(Try it)
Return the run of lines below that opens with the line containing "75L289 65H251L211 68L209" and closes with the line containing "188L212 194L268 196L270", keeping each one exact.

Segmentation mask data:

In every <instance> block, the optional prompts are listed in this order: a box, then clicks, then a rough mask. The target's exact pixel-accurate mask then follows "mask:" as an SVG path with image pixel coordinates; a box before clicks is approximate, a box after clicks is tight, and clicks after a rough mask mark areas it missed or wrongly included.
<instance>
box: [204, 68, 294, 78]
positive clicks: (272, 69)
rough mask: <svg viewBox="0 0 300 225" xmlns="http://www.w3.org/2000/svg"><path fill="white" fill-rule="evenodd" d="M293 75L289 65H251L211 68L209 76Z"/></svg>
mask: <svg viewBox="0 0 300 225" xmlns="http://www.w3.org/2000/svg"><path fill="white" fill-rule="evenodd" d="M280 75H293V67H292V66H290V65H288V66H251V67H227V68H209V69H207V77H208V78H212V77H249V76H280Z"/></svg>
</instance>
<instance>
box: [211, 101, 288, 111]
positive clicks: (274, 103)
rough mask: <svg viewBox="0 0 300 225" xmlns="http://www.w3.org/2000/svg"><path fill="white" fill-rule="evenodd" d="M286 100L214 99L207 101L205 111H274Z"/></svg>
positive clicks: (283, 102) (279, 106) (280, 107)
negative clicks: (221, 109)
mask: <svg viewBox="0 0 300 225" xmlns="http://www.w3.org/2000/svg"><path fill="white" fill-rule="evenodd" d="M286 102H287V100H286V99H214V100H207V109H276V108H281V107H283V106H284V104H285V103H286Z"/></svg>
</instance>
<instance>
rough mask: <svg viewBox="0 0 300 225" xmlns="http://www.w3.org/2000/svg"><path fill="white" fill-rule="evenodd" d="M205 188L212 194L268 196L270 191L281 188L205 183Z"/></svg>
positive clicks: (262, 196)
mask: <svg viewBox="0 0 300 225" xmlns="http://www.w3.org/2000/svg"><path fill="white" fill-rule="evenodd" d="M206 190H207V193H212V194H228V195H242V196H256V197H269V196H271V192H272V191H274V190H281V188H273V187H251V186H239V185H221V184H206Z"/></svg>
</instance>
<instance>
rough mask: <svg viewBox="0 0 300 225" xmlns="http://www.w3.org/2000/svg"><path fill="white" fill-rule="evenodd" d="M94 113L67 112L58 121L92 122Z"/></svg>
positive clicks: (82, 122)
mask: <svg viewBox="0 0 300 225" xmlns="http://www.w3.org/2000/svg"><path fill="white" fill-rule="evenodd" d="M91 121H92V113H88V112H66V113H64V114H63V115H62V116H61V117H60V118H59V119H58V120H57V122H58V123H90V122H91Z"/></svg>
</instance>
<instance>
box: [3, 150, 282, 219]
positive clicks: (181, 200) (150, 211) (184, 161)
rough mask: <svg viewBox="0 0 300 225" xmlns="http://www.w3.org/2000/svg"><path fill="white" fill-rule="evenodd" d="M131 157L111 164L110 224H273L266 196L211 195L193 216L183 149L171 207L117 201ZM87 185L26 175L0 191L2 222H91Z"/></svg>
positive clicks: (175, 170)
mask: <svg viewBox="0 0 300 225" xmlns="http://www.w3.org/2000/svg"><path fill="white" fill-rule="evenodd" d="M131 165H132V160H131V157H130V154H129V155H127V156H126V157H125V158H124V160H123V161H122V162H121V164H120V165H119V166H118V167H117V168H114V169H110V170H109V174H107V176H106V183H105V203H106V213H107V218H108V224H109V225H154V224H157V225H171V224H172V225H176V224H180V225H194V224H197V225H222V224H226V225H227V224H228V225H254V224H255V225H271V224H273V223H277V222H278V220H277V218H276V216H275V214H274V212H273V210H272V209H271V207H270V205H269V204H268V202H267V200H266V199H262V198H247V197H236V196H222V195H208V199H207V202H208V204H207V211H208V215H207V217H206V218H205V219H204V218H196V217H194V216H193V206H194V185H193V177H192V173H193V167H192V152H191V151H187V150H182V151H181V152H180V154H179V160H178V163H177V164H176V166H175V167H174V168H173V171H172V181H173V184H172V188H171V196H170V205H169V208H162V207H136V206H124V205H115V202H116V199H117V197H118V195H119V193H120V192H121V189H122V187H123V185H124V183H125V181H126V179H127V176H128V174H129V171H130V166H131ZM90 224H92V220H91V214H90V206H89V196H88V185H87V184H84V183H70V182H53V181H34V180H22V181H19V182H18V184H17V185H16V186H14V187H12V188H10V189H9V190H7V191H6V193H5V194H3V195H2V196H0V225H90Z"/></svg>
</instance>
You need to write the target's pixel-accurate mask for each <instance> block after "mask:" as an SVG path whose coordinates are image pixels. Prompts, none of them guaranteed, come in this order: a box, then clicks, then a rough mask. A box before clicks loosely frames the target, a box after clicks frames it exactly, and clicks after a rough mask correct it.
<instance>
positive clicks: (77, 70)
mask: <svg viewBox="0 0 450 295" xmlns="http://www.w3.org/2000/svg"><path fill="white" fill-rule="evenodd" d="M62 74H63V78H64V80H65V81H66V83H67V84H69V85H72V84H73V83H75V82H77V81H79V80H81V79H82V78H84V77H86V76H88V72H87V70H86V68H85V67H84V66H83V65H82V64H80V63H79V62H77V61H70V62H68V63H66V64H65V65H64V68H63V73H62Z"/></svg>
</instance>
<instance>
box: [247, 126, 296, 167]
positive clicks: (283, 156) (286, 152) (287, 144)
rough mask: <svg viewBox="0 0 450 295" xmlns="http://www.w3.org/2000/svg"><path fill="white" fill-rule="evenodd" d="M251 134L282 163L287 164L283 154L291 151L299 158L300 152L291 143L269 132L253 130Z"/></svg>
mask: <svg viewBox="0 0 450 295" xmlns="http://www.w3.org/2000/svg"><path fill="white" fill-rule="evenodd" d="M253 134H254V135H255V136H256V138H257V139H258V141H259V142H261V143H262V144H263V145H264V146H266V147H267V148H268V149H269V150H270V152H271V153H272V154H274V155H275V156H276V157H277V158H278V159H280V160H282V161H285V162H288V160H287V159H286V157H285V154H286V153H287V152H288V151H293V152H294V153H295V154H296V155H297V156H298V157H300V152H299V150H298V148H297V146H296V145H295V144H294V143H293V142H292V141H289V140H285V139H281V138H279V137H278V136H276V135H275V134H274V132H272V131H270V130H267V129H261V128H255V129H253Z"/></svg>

(Answer for this exercise)
rough mask: <svg viewBox="0 0 300 225" xmlns="http://www.w3.org/2000/svg"><path fill="white" fill-rule="evenodd" d="M293 75L289 65H251L211 68L209 76Z"/></svg>
mask: <svg viewBox="0 0 300 225" xmlns="http://www.w3.org/2000/svg"><path fill="white" fill-rule="evenodd" d="M280 75H293V67H292V66H290V65H288V66H251V67H227V68H209V69H207V77H208V78H212V77H249V76H280Z"/></svg>
</instance>
<instance>
box: [211, 101, 288, 111]
positive clicks: (274, 103)
rough mask: <svg viewBox="0 0 300 225" xmlns="http://www.w3.org/2000/svg"><path fill="white" fill-rule="evenodd" d="M286 100L214 99L207 101L205 111H274Z"/></svg>
positive clicks: (283, 102) (279, 106) (280, 107)
negative clicks: (221, 109)
mask: <svg viewBox="0 0 300 225" xmlns="http://www.w3.org/2000/svg"><path fill="white" fill-rule="evenodd" d="M286 102H287V100H286V99H214V100H207V109H276V108H281V107H283V106H284V104H285V103H286Z"/></svg>
</instance>
<instance>
rough mask: <svg viewBox="0 0 300 225" xmlns="http://www.w3.org/2000/svg"><path fill="white" fill-rule="evenodd" d="M205 188L212 194L268 196L270 191L281 188L205 183Z"/></svg>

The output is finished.